**Goal of the exercise**:
Give the data a second time, exactly and in full.

==============================

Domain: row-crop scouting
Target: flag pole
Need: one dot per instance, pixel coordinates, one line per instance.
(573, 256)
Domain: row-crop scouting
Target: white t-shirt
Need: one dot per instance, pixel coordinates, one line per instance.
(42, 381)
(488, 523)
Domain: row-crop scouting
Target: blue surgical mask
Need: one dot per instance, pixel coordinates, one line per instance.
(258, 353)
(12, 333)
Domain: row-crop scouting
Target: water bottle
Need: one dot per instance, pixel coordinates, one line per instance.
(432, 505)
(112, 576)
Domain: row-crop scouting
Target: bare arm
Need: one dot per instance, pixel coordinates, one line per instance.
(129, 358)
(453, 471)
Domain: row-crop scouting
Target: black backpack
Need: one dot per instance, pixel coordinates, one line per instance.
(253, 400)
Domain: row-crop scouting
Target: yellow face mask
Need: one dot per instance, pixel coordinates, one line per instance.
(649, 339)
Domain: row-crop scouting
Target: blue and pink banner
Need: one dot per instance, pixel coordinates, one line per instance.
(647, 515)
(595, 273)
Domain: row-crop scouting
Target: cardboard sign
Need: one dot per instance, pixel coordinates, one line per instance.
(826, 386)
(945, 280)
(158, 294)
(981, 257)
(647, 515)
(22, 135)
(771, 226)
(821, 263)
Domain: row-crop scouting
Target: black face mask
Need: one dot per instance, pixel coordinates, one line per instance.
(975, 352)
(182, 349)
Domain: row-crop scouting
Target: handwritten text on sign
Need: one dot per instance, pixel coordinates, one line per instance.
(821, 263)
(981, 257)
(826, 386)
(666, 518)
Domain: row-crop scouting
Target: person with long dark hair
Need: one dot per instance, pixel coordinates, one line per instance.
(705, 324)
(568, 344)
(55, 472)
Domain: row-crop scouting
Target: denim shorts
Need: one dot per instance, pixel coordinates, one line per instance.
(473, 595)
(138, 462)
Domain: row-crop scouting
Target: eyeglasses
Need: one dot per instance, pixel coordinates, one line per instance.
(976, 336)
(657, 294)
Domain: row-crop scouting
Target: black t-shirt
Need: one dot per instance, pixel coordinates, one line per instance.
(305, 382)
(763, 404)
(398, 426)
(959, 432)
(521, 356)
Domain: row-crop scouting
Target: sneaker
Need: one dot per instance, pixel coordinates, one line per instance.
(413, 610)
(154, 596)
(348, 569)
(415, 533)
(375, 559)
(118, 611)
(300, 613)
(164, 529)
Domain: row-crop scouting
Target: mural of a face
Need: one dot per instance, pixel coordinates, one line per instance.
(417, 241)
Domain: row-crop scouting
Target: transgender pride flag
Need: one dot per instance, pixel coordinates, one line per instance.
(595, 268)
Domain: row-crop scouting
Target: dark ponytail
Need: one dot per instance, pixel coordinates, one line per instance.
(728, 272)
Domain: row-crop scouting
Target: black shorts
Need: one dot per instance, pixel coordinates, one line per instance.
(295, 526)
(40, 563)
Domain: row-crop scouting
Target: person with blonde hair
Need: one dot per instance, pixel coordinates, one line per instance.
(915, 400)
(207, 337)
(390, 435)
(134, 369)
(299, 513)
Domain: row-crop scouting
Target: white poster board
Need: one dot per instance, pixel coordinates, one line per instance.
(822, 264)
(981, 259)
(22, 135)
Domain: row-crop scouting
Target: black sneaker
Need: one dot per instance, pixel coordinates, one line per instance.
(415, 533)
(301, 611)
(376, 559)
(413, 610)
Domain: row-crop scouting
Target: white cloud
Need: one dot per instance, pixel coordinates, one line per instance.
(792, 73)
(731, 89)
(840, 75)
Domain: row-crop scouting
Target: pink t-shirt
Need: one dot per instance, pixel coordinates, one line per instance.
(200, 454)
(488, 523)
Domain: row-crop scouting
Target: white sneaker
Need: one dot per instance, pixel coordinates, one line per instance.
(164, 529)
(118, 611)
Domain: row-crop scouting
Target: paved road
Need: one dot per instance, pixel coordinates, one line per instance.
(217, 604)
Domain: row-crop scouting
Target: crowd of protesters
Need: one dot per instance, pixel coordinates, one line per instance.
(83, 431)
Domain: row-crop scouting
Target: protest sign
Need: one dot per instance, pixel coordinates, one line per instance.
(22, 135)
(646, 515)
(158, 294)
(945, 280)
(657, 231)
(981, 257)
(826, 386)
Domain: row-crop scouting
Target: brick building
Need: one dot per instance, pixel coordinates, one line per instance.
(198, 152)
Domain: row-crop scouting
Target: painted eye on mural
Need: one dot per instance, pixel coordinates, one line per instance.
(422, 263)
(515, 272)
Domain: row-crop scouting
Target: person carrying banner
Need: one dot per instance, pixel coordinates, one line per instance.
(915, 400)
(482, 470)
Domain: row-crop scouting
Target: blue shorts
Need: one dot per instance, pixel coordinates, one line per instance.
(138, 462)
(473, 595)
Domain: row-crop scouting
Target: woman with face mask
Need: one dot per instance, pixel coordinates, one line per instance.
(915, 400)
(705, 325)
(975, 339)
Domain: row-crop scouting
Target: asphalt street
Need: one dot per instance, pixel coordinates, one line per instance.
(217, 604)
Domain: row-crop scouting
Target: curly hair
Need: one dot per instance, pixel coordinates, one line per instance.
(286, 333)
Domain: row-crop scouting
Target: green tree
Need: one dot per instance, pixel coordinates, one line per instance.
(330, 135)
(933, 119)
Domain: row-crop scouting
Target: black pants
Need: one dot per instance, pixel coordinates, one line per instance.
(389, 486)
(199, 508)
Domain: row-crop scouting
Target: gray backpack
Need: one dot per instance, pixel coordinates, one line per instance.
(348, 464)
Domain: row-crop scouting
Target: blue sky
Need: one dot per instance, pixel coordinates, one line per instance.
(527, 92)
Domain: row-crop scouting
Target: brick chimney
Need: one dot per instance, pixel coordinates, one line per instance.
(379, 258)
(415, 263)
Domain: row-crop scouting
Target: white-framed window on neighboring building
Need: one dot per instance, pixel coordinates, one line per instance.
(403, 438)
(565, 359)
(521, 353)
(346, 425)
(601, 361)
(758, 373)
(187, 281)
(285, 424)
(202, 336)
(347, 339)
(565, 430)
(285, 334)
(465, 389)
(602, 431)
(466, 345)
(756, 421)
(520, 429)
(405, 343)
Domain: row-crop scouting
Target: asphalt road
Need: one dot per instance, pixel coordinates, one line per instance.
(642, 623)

==============================

**Task answer**:
Domain: row-crop scouting
Target: flag pole
Need: one dot per instance, pixel coordinates, one line per instance.
(573, 256)
Domain: row-crop scouting
Target: white t-shirt
Need: one dot per instance, pixel coordinates, one line per instance.
(42, 381)
(488, 523)
Domain: row-crop scouting
Target: blue surgical mask
Need: one dot per instance, pixel coordinates, one line per instance.
(258, 353)
(12, 333)
Domain: row-crop scouting
Target: water bottle
Need: one dot per instance, pixel coordinates, one line per instance.
(432, 505)
(112, 576)
Domain: row-crop scouting
Target: bare arm
Need: one dot per instance, pixel coordinates, one line per instance.
(129, 358)
(453, 471)
Domain: row-crop scouting
Target: black backpack
Need: one dot per instance, pixel coordinates, one line per instance.
(253, 400)
Domain: row-crop scouting
Target: yellow face mask
Need: one dot per instance, pixel coordinates, one line per instance.
(649, 339)
Domain: row-crop scouting
Target: blue and pink banner
Need: one dot per instance, pixel coordinates, one line per instance.
(647, 515)
(595, 273)
Domain: row-crop scouting
Target: cardboard sign
Need: one dot per instance, pixel coordinates, one line per instance.
(826, 386)
(945, 280)
(158, 294)
(981, 257)
(647, 515)
(22, 135)
(771, 226)
(821, 263)
Domain: row-crop scouting
Target: black face mask
Need: one dot per instance, pixel coordinates, one line per instance.
(975, 352)
(182, 349)
Domain: row-crop scouting
Target: handwritten text on sign
Need: one dot per instance, pixel coordinates, one line per instance.
(821, 263)
(981, 257)
(826, 386)
(666, 518)
Domain: row-crop scouting
Target: person with long dark hair
Need: one dot per instance, pixel coordinates, one line per instance.
(705, 324)
(568, 344)
(55, 472)
Domain: row-crop scouting
Target: denim shorts
Need: one dot per instance, pixel coordinates, one line per instance.
(473, 595)
(138, 462)
Domain: row-crop scouting
Target: eyeglasses
Need: one dot per instance, pixel coordinates, one line per instance.
(976, 336)
(657, 294)
Domain: row-crop scouting
Target: black t-shirt
Need: one dot per instance, pixel coordinates, one line per instance.
(305, 382)
(763, 404)
(398, 426)
(959, 432)
(521, 356)
Domain: row-crop scouting
Target: sneaker
Need: one dot per instance, pixel coordinates, one line per instance.
(413, 610)
(154, 596)
(348, 569)
(415, 533)
(375, 559)
(118, 611)
(300, 613)
(164, 529)
Domain: row-crop scouting
Target: mural of a face
Need: one dot per instance, pixel coordinates, one line per instance.
(417, 241)
Domain: row-crop scouting
Target: transgender pride flag
Need: one dot per instance, pixel coordinates, one line per instance.
(595, 268)
Domain: row-crop scouting
Target: dark ponytail
Need: one dot per instance, pixel coordinates, one line per instance.
(728, 272)
Domain: row-crop scouting
Target: black shorts
Need: one dot per instance, pixel coordinates, one line per instance.
(295, 526)
(40, 563)
Domain: row-crop scouting
Target: person with blonde hair
Need: one dot per instance, pixel coordinates, one line per instance.
(915, 400)
(207, 337)
(390, 435)
(134, 369)
(299, 513)
Domain: row-crop scouting
Target: white poster board
Need: one dot per instance, pixel coordinates, one line per instance.
(822, 264)
(981, 259)
(22, 135)
Domain: row-crop scouting
Target: black sneaker
Need: one dot per instance, pixel coordinates, one line per instance.
(415, 533)
(301, 611)
(376, 559)
(413, 610)
Domain: row-crop scouting
Target: white cloud
Need: one dot per instance, pixel coordinates, one line per instance.
(792, 73)
(731, 89)
(840, 75)
Domain: row-crop scouting
Target: pink t-shirt
Need: one dot per instance, pixel coordinates, one line per instance.
(200, 454)
(488, 523)
Domain: row-crop scouting
Target: white sneaker
Need: one dot per instance, pixel coordinates, one line per instance.
(164, 529)
(118, 611)
Domain: row-crop scouting
Target: paved road
Need: one dot per instance, pixel coordinates, one line per instance.
(217, 604)
Domain: row-crop scouting
Target: crowd of protesters
Need: one dot per instance, pixel coordinates, one line per instance.
(83, 431)
Domain: row-crop scouting
Target: protest sign
Need: one dot per instance, pixel coordinates, one line per instance.
(22, 135)
(646, 515)
(158, 294)
(945, 280)
(657, 231)
(981, 257)
(826, 386)
Domain: row-crop scouting
Target: brick building
Need: one dot per instance, pixel coordinates, one line per instance.
(198, 152)
Domain: row-crop scouting
Target: painted eye on mural
Need: one dot per instance, pixel coordinates, one line per instance.
(422, 263)
(515, 272)
Domain: row-crop scouting
Target: person carrying banner
Need: one dot per instance, pixel coordinates, one line per instance.
(915, 400)
(482, 470)
Domain: row-crop scouting
Target: blue shorts
Need: one dot per instance, pixel coordinates, one line per instance.
(138, 462)
(473, 595)
Domain: row-crop scouting
Target: woman with face mask
Need: one dot per instance, pixel coordinates, one line per instance.
(915, 400)
(705, 325)
(975, 339)
Domain: row-crop scouting
Target: asphalt street
Need: one dot per instance, pixel coordinates, one line per instance.
(217, 604)
Domain: row-crop scouting
Target: curly hair
Need: one dot per instance, pixel coordinates, one line per instance.
(286, 333)
Domain: row-crop scouting
Target: green tree
Need: one dot per instance, pixel coordinates, one line per instance.
(330, 135)
(933, 119)
Domain: row-crop scouting
Target: black pants
Need: one dot per instance, pixel coordinates, one line per instance.
(389, 486)
(199, 508)
Domain: row-crop scouting
Target: gray backpack
Need: one dot per instance, pixel coordinates, one line per instance.
(348, 464)
Domain: row-crop scouting
Target: blue sky
Need: one dot per instance, pixel coordinates, one line per instance.
(527, 92)
Domain: row-crop scouting
Target: brick chimney
Need: one dot per instance, pixel coordinates, one line per instance.
(379, 258)
(415, 263)
Domain: row-crop scouting
Target: white-framed window on neighboring building
Need: one dot per instance, pixel coordinates, one line per instance.
(403, 438)
(565, 359)
(521, 353)
(346, 425)
(601, 361)
(758, 373)
(187, 281)
(285, 424)
(202, 336)
(347, 339)
(565, 430)
(285, 334)
(465, 389)
(602, 431)
(466, 345)
(756, 421)
(520, 429)
(405, 343)
Domain: row-crop scouting
Target: asphalt road
Need: one dot per instance, pixel coordinates, one line per instance.
(642, 623)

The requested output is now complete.